▶ _QUESTIONS ON THE MATERIAL_
[1] Reproduce a portion of the BMS culture text, beginning at the words "In order to" and stopping after "in Figure 1.".
[2] Decide whether each statement agrees with the BMS culture text, answering yes or no and quoting the words that decide it: (a) The cultured BMS cells were able to differentiate into chondroblasts. (b) FISH detected no cells with monosomy 7 in the cultures from any of the six patients. (c) The cultured cells kept their osteogenic differentiation potential after 2 months in culture.
[3] In the BMS culture text, which method was used to exclude monosomy 7 in the BMS cells?
*** STUDY TEXT ***
In order to further characterize the potential of the cultured cells to differentiate into different cell types that typically can be derived from MSCs, we applied a differentiation culture procedure that is described in detail in Supplementary Material and in previously published studies.5 The differentiation assay reviled that the cultured BMS cells were able to differentiate into osteoblasts and adipocyte (Figure 1d) but not chondroblasts (data not shown). In contrast to what has been described for BM MSCs that lose their ability to differentiate into osteocytes after few passages,6 the cells in our culture retained their osteogenic differentiation potential also after 2 months in culture. Morphological presentation of cultured cells is shown in Figure 1.

To exclude malignant contamination of the BMS culture or presence of any of the genetic aberrations found in the AML samples in the cultured cells, genetic analysis was performed on cultured cells. A detailed description of the methods is presented in Supplementary Methods. To exclude monosomy 7 in the BMS cells, fluorescence in situ hybridization (FISH) was performed in all cells cultures and no cells with monosomy 7 could be detected in any of the cultures from any of the six patients (Figure 1c). For mutations in the AML cells, specific pyroprimers were designed to screen for mutations in DNMTT3A, EZH2, FLT3, IDH1, KRAS, NRAS, TET2, RUNX1, PTPN11, SF3B1, TP53 and U2AF1 in the BMS cells (Supplementary Table 2 and Supplementary Methods). The original pyrosequencing results are shown in Supplementary Figure 1. BMS cultures all showed wild-type variants for any of the genes that were mutated in the respective AML sample. These analyzes confirm the absence of AML-specific genetic aberrations in cultured BMS cells derived from the diagnostic AML sample and suggest that these cells could be used as a control DNA to confirm that genetic aberrations in the AML cells are somatic mutations.
*** End of STUDY TEXT ***
*** DATASET EXTRACT ***
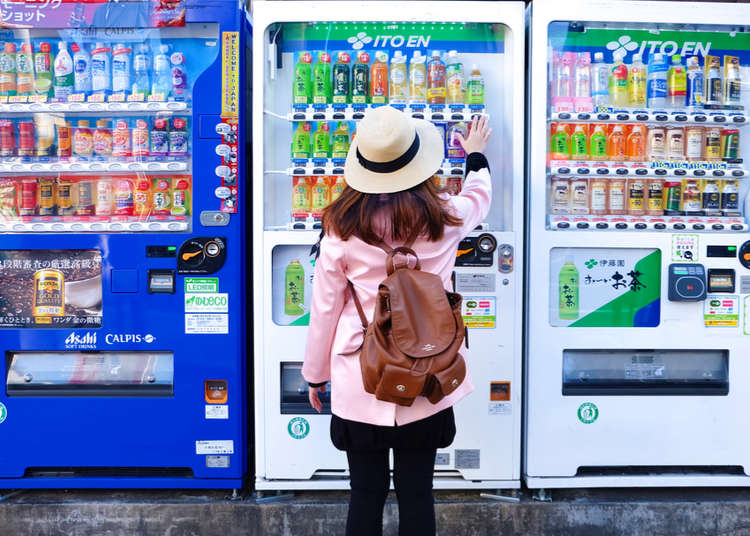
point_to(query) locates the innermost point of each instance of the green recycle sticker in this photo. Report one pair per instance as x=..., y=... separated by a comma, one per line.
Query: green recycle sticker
x=588, y=413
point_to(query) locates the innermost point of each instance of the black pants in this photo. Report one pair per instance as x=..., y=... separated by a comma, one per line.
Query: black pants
x=370, y=479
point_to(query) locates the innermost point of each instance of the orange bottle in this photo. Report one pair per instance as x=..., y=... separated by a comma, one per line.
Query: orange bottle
x=636, y=145
x=616, y=144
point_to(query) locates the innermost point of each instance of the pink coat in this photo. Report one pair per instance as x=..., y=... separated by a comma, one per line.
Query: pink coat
x=335, y=328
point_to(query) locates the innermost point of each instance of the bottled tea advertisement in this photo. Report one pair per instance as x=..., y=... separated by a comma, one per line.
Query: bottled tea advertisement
x=605, y=287
x=50, y=289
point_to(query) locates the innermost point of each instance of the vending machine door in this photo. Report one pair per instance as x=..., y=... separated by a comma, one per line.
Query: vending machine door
x=638, y=214
x=318, y=70
x=121, y=257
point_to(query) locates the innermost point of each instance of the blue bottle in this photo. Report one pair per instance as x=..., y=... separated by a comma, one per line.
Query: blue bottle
x=141, y=67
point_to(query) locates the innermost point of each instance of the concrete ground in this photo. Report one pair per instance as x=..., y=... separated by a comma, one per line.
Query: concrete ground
x=640, y=512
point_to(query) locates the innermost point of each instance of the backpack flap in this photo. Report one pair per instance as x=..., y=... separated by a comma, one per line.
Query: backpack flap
x=422, y=322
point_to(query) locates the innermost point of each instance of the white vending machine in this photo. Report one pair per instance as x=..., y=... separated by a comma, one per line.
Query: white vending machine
x=318, y=67
x=638, y=322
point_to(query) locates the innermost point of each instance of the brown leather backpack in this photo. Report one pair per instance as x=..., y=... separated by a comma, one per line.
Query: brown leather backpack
x=411, y=348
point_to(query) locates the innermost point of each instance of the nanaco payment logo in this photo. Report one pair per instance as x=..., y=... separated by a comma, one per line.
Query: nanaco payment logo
x=81, y=340
x=625, y=44
x=383, y=41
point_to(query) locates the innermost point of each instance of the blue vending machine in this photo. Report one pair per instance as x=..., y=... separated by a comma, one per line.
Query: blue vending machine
x=122, y=276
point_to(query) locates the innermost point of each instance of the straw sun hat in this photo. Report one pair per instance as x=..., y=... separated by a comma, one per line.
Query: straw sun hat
x=392, y=152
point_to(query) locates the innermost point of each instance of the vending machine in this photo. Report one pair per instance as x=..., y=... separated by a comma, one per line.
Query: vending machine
x=318, y=68
x=639, y=254
x=121, y=260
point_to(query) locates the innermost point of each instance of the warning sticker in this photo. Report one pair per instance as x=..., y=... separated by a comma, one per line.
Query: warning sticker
*** End of DATASET EXTRACT ***
▶ _ANSWERS TO THE EXERCISES_
[1]
In order to further characterize the potential of the cultured cells to differentiate into different cell types that typically can be derived from MSCs, we applied a differentiation culture procedure that is described in detail in Supplementary Material and in previously published studies.5 The differentiation assay reviled that the cultured BMS cells were able to differentiate into osteoblasts and adipocyte (Figure 1d) but not chondroblasts (data not shown). In contrast to what has been described for BM MSCs that lose their ability to differentiate into osteocytes after few passages,6 the cells in our culture retained their osteogenic differentiation potential also after 2 months in culture. Morphological presentation of cultured cells is shown in Figure 1.

[2]
(a) No: "but not chondroblasts (data not shown)"
(b) Yes: "no cells with monosomy 7 could be detected in any of the cultures from any of the six patients"
(c) Yes: "the cells in our culture retained their osteogenic differentiation potential also after 2 months in culture"

[3] Fluorescence in situ hybridization (FISH).